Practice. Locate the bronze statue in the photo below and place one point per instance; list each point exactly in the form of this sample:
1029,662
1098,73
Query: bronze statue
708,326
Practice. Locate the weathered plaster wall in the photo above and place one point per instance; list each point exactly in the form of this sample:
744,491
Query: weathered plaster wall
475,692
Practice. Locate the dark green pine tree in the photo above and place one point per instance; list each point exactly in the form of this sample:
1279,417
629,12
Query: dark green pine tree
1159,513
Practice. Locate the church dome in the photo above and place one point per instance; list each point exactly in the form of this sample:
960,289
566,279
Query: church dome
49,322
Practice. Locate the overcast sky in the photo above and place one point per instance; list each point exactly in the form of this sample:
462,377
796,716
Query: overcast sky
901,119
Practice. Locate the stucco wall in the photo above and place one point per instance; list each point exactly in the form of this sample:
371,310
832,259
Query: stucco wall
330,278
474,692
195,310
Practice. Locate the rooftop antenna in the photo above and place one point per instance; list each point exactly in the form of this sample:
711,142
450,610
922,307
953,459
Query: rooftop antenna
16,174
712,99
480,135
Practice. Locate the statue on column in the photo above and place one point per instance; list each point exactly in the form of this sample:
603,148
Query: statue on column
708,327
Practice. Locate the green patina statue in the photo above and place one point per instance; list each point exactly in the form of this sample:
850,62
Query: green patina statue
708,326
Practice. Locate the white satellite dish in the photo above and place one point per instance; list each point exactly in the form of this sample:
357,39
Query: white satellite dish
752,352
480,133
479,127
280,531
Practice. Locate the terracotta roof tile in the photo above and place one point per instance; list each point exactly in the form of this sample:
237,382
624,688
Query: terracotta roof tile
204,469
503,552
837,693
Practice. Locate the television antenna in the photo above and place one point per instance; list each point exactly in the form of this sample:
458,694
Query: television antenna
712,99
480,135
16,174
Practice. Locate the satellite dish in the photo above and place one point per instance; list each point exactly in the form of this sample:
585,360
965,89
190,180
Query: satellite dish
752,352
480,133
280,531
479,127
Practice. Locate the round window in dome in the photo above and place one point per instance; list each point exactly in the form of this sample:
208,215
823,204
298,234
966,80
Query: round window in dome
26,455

- - -

Give back all the data exactly as written.

Practice. Locate the bronze statue in the photo below and place one point per instance; list each point exactly in the form of this sample:
1029,662
1098,73
Query: bronze statue
708,326
Practice. Locate the weathered plaster wall in the photo above and place one point per instance; list each point exactly in the form of this sample:
744,491
Query: weathered plaster wall
475,692
Practice. Locate the dark green pine tree in the photo above and place one point per instance; list each point exactly in the form of this sample:
1279,417
629,12
Query: dark green pine tree
1159,513
Practice. Locate the church dome in the photo above and place one point per instance; list each point exactly in the form of this sample:
960,289
566,279
Query: church dome
49,322
Practice. Locate the overcast sky in the photo above and place one point per instance; list each point exactly in the form of this sample:
462,377
796,716
Query: overcast sky
901,119
Practice. Locate the stucco wall in the photo above and place one point per instance; list each point exactly in the form of this sample:
371,310
832,259
Query: stucco wall
330,278
474,692
195,310
Practice. Locate the rooftop antenna in the photo above and place one point per instance; list each point exactly in the form of this sample:
711,142
450,610
922,307
953,459
Query: rooftop antenna
16,174
712,99
480,135
Practice. Locate the statue on column in the photo above and place one point per instance; list each point exactly in the form of this sample:
603,148
Query: statue on column
708,327
Practice. Locate the green patina statue in the photo above and place one point per instance; list each point exactly in the form of this sample:
850,62
Query: green patina statue
708,326
Practice. Locate the white satellite dish in the photo above and place one point per instance; list each point exactly in the form of this sample:
357,39
Query: white satellite dish
752,352
480,133
479,127
280,531
Practice. Locate the terracotta roof tile in the photo above and place one point per instance; list each point exactly in the form of this sample:
237,382
624,688
Query: terracotta roof tile
204,469
503,552
837,693
Practice. Locate the television antenna in the photo above and place one point per instance; list each point exactly in the form of this sample:
458,694
Query: television antenna
712,99
480,135
16,174
Practice. Locate the satellite dish in the photo above and place one point per instance; list each point exactly in the form of this sample:
585,360
965,89
190,180
Query: satellite dish
752,352
480,133
280,531
479,127
Practice. Locate the round window in dome in the photo above and place one point per instance; list each point exactly in the form of this sample:
208,215
823,204
298,234
966,80
Query: round window in dome
26,455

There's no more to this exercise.